Yesterday saw the 100th anniversary of partial voting rights being granted to British women. Fate decreed that it would also be a day to discuss the gender pay gap that still faces them. In 1997 the difference between male and female earnings in the UK was 27.5%. By 2017 the disparity was down to 18.4%. While this represents progress, it’s coming at a rate that suggests we may have to wait another 40 years for parity.
Tesco is widely regarded as a fair, supportive employer, so yesterday’s news that thousands of the retail giant’s female staff are mounting a legal challenge for back pay raised eyebrows. These women are claiming pay parity with men in similarly demanding roles, and Leigh Day, the law firm acting on their behalf, are making a persuasive case. It’s been revealed that the most common hourly rate for female employees is £8 while the equivalent for men is £11. Arguments that the physical demands of warehouse work justifies significantly better may not stand up; if we take that thought to its logical conclusion then pickers and packers in retailer warehouses might claim the right to higher wages than white collar workers who never break a sweat.
○ ○ ○ ○ ○ ○ ○
(WHAT TO DO)
1. List every figure in the text on the gender pay gap that is given as a percentage or as an amount in pounds.
2. In the text on the gender pay gap, what is the most common hourly rate for male Tesco employees?
3. Edit the text on the gender pay gap from "Yesterday saw the" to "years for parity.", putting "gap" in place of "disparity".

(DATASET)
○ ○ ○ ○ ○ ○ ○
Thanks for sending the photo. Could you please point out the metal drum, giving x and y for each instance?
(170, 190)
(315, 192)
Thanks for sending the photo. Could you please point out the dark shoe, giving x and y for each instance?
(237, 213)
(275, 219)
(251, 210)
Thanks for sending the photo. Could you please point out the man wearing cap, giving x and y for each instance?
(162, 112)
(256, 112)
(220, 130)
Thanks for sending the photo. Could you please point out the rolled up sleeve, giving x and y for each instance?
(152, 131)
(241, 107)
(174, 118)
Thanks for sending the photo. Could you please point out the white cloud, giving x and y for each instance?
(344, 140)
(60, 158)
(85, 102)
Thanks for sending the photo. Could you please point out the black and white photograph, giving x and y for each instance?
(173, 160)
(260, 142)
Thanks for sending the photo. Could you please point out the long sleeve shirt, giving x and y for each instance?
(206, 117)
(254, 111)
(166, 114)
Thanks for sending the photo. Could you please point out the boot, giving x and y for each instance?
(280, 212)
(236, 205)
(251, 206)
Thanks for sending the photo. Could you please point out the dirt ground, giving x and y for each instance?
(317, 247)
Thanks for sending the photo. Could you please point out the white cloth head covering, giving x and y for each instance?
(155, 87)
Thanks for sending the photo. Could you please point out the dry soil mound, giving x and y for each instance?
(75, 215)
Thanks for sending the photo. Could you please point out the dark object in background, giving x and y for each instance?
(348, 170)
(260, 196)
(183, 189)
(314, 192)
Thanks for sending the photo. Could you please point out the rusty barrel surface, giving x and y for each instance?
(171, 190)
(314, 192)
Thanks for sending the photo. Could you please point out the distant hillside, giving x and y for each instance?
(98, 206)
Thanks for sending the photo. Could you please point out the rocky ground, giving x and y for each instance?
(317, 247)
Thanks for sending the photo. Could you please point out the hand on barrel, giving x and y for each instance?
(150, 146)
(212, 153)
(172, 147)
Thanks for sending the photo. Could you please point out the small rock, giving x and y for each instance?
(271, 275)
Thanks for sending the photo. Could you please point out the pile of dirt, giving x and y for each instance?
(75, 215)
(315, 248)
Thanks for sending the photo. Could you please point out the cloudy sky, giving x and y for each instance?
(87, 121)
○ ○ ○ ○ ○ ○ ○
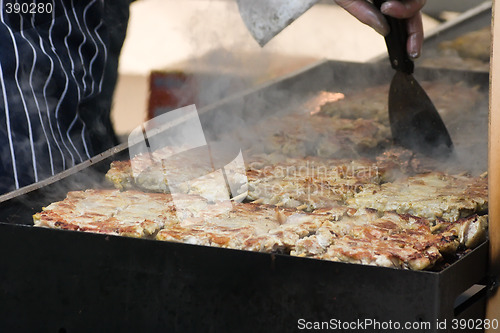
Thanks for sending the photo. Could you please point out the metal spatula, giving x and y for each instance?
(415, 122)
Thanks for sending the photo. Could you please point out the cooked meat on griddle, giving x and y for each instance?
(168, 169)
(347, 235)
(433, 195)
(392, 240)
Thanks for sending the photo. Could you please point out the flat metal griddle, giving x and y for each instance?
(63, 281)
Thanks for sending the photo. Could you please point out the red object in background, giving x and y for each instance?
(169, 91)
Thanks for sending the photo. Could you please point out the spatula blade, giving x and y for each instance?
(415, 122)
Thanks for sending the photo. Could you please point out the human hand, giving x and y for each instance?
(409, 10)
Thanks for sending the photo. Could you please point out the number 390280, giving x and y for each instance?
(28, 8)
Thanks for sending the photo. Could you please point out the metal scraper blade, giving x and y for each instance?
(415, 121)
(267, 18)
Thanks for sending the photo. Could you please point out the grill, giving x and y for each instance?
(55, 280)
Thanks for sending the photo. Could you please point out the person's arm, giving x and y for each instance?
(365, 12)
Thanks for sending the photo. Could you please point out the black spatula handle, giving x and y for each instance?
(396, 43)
○ ○ ○ ○ ○ ○ ○
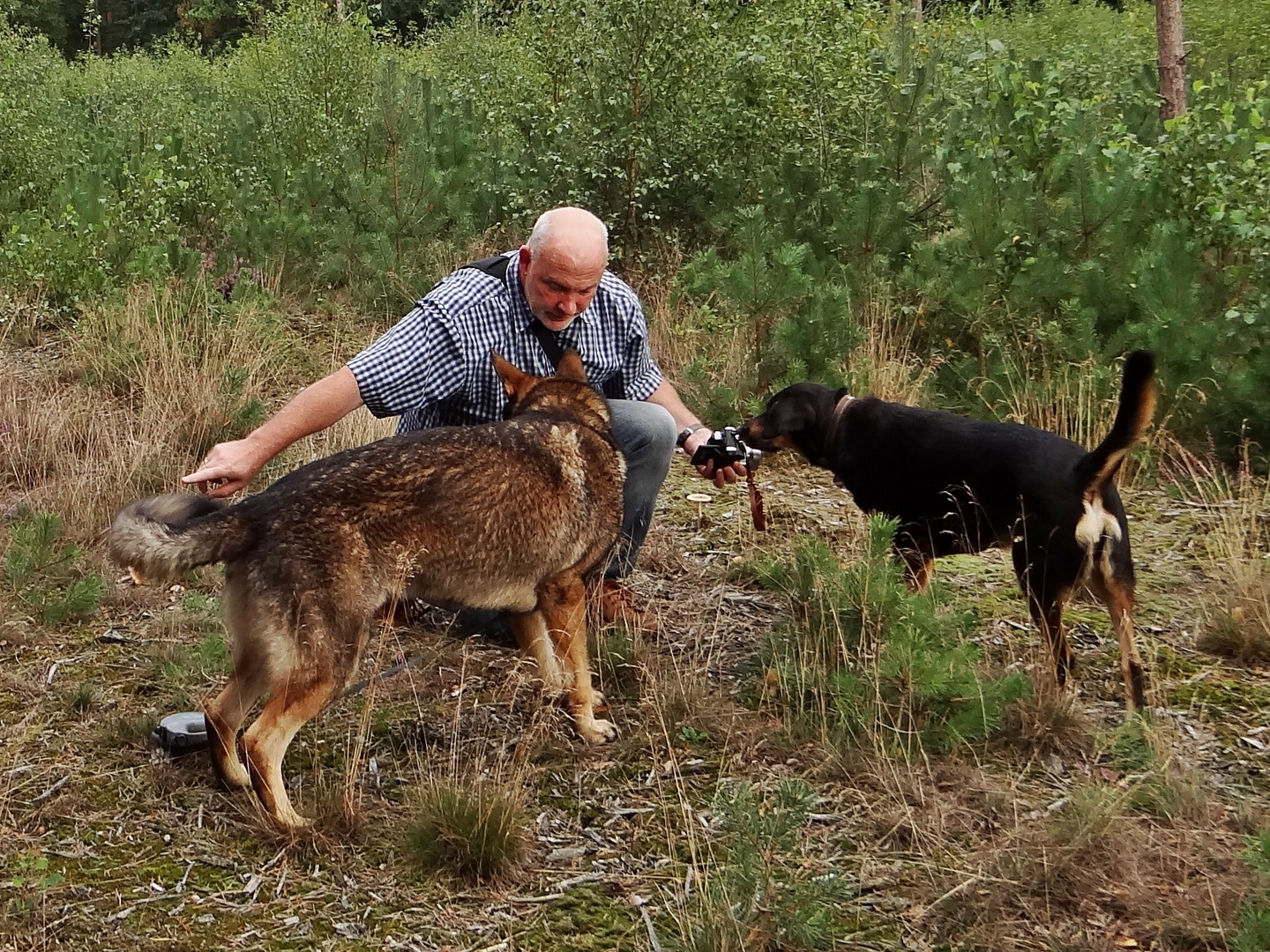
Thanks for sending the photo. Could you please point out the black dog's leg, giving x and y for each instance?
○ ○ ○ ○ ○ ○ ○
(PER-TASK OUTPUTS)
1.
27.5%
18.4%
£8
£11

2. £11

3.
Yesterday saw the 100th anniversary of partial voting rights being granted to British women. Fate decreed that it would also be a day to discuss the gender pay gap that still faces them. In 1997 the difference between male and female earnings in the UK was 27.5%. By 2017 the gap was down to 18.4%. While this represents progress, it’s coming at a rate that suggests we may have to wait another 40 years for parity.